Records taken from a data collection
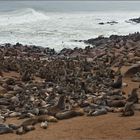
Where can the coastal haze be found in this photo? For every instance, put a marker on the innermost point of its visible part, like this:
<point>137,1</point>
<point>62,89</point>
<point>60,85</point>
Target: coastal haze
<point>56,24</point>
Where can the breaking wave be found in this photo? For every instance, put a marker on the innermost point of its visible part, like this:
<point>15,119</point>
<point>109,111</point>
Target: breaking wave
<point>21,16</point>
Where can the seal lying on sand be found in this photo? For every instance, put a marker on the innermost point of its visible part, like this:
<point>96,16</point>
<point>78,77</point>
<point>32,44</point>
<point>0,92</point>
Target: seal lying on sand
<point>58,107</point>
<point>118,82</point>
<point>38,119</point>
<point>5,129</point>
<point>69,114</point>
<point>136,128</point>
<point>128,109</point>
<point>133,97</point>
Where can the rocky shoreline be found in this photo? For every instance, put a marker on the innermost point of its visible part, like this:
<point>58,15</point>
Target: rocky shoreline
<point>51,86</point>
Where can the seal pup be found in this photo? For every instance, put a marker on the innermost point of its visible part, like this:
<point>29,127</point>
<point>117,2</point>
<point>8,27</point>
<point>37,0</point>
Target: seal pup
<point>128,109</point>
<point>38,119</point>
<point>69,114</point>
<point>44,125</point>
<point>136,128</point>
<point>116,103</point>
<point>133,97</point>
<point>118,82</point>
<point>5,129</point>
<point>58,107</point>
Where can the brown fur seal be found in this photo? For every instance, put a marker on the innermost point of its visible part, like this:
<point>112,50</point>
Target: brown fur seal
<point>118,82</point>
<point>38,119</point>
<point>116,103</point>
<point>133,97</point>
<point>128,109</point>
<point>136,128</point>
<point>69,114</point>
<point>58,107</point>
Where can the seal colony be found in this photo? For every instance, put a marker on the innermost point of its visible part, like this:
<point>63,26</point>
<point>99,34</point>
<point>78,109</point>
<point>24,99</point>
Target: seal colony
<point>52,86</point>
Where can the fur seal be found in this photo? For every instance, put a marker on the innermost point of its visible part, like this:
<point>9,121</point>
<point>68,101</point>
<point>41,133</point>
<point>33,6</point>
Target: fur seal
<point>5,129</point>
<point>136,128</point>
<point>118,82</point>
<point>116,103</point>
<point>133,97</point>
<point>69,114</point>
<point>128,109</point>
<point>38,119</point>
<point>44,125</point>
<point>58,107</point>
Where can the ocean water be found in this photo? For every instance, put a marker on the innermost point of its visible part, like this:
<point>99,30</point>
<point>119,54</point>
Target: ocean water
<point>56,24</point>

Required work: Copy out every line of the records above word for word, leaving out the pictures.

Task result:
Where can the coastal haze be found in this photo? For every instance, put a marker on the innermost point of its visible part, like this:
<point>137,1</point>
<point>62,89</point>
<point>60,85</point>
Target: coastal haze
<point>56,24</point>
Where can the breaking wave be found in this photo? For every instance, put a marker on the innermost point of its visible part, like this:
<point>15,119</point>
<point>109,111</point>
Target: breaking wave
<point>21,16</point>
Where can the seal lying on sand be found in this photo? For every instance, put a marker on the innermost point of its visible part, like this:
<point>96,16</point>
<point>78,77</point>
<point>32,44</point>
<point>0,92</point>
Target: seal lying on sand
<point>58,107</point>
<point>118,82</point>
<point>38,119</point>
<point>5,129</point>
<point>69,114</point>
<point>136,128</point>
<point>128,109</point>
<point>133,97</point>
Where can the rocky shoreline be found in this photo? For every instance, put a marker on the innermost point of its visible part, like this:
<point>58,15</point>
Target: rocky shoreline
<point>51,86</point>
Where can the seal pup be found in this photo? For every instance, put a marker on the innermost point of its visible part, like this:
<point>29,127</point>
<point>117,2</point>
<point>8,27</point>
<point>37,0</point>
Target: seal pup
<point>128,109</point>
<point>38,119</point>
<point>69,114</point>
<point>44,125</point>
<point>136,128</point>
<point>116,103</point>
<point>133,97</point>
<point>118,82</point>
<point>5,129</point>
<point>58,107</point>
Where can the brown fur seal be found in this photo? For every instance, put a marker on the innermost point of its visible part, like this:
<point>112,50</point>
Target: brown fur seal
<point>118,82</point>
<point>38,119</point>
<point>116,103</point>
<point>133,97</point>
<point>128,109</point>
<point>136,128</point>
<point>69,114</point>
<point>58,107</point>
Where can the seal colony be found in this photo? For every instance, put a marker on the innermost point of its visible part, like this:
<point>63,26</point>
<point>99,34</point>
<point>78,109</point>
<point>24,99</point>
Target: seal colony
<point>52,86</point>
Where can the fur seal be found in this photo? For every instance, put a marker on the innermost point of its visible part, like this:
<point>9,121</point>
<point>68,101</point>
<point>41,133</point>
<point>33,6</point>
Target: fur seal
<point>5,129</point>
<point>136,128</point>
<point>118,82</point>
<point>116,103</point>
<point>133,97</point>
<point>69,114</point>
<point>128,109</point>
<point>38,119</point>
<point>44,125</point>
<point>58,107</point>
Where can the ocean water be found in this photo? For every instance, put a marker on the innermost point of its visible part, like this:
<point>99,30</point>
<point>119,54</point>
Target: ocean water
<point>56,24</point>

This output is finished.